The reasons for drift can be complex and caused by room temperature variations, mechanical thermal expansions, a thermal gradient in a temperature control chamber, mechanical movements along the z axis, the stage itself, the sample holder, or the sample in the holder or even vibrations (Burglin, 2000; Nikon MicroscopyU; Price and Gough, 1994). Using custom-made bead slides, we characterized the 3D drift of various microscope setups by defining a stabilization time and calculating the 3D drift rate before and after stabilization. We experimentally defined tolerance values for these three metrics.
For multiposition experiments, a key parameter is the stage repeatability, i.e., the system’s ability to reposition to the same point. Experiments such as those tracking moving objects in multiple positions over time are greatly impacted by the precision of the lateral movement of the stage. The ideal stage should have high accuracy and repeatability. The two parameters are important but independent. Systematic errors that influence stage accuracy can be taken into account and compensated for, but after such corrections, repeatability will be the ultimate limit of the device. We calculated the repeatability and defined our metric as the SD of the position coordinates during successive moves to a set of predefined positions. Protocols exist in literature about these measurements, but unfortunately, the stage performance is often considered isolated (ISO, 2014; Serge et al., 2016) and not as a part of a whole system, something that we take into account. We compared the acquired experimental values to the stage specifications found in the manufacturer’s datasheets.

● ROWS
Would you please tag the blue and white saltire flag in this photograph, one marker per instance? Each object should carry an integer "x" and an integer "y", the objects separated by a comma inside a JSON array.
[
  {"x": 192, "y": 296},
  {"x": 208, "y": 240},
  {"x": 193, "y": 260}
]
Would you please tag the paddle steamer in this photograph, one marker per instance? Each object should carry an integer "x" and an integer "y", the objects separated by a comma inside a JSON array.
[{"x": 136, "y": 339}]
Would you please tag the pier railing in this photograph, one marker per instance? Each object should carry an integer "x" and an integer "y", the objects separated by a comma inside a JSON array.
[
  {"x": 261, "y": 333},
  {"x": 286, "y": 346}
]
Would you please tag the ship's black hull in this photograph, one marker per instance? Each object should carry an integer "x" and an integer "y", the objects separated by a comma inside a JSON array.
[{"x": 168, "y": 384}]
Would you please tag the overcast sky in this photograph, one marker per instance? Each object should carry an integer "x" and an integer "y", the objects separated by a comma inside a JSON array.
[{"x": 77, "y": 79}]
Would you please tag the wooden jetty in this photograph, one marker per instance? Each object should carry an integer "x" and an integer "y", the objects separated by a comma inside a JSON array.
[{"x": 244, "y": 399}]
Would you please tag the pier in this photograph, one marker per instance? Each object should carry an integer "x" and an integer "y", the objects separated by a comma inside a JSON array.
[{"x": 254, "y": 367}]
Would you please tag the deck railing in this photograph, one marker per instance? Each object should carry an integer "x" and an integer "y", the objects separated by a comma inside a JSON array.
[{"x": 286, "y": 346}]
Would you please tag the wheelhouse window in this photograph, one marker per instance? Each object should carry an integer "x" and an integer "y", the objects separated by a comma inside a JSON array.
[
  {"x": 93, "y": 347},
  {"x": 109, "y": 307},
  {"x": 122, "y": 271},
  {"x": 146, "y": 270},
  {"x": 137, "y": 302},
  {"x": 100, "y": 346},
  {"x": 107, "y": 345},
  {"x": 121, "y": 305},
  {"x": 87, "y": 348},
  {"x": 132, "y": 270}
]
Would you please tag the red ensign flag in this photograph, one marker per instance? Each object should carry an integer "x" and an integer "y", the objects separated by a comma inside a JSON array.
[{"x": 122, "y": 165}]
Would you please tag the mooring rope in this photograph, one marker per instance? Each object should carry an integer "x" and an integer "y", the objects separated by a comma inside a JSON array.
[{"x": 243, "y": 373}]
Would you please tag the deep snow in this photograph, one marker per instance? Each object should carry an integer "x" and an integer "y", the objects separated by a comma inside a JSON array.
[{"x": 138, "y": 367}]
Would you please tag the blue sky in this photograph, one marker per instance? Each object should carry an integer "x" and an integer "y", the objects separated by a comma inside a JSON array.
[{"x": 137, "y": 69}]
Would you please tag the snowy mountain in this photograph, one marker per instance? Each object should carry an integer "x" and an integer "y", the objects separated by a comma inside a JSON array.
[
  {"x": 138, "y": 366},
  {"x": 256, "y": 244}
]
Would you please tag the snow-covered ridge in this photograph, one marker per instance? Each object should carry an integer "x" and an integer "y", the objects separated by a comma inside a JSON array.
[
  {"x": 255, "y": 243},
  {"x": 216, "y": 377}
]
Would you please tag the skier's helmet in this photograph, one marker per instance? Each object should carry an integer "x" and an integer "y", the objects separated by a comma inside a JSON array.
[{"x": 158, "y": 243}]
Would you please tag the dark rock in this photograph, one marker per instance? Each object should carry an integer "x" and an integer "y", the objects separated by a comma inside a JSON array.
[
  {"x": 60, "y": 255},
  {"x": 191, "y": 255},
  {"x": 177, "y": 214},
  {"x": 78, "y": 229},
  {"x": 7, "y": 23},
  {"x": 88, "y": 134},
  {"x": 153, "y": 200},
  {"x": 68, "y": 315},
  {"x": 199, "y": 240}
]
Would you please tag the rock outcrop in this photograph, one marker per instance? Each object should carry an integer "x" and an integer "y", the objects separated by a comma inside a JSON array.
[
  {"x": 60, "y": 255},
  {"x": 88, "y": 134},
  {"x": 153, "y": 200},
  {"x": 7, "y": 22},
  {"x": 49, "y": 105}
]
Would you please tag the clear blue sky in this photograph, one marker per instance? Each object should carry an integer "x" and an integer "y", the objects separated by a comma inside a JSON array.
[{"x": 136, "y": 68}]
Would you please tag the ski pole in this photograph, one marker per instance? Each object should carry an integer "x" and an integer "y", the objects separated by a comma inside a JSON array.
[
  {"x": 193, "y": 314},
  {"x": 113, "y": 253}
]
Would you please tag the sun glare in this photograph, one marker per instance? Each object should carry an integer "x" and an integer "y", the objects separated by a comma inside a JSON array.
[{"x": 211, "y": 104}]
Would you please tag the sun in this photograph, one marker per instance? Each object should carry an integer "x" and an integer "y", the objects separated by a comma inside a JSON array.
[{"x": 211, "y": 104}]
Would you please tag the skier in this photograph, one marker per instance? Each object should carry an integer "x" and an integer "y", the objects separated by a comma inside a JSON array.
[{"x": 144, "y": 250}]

● EXERCISE OBJECTIVE
Revise the passage on microscope drift from the words "The reasons for" through "these three metrics.", putting "settling time" in place of "stabilization time". The entries are separate material and have nothing to do with the passage on microscope drift.

● SOLVED PROBLEM
The reasons for drift can be complex and caused by room temperature variations, mechanical thermal expansions, a thermal gradient in a temperature control chamber, mechanical movements along the z axis, the stage itself, the sample holder, or the sample in the holder or even vibrations (Burglin, 2000; Nikon MicroscopyU; Price and Gough, 1994). Using custom-made bead slides, we characterized the 3D drift of various microscope setups by defining a settling time and calculating the 3D drift rate before and after stabilization. We experimentally defined tolerance values for these three metrics.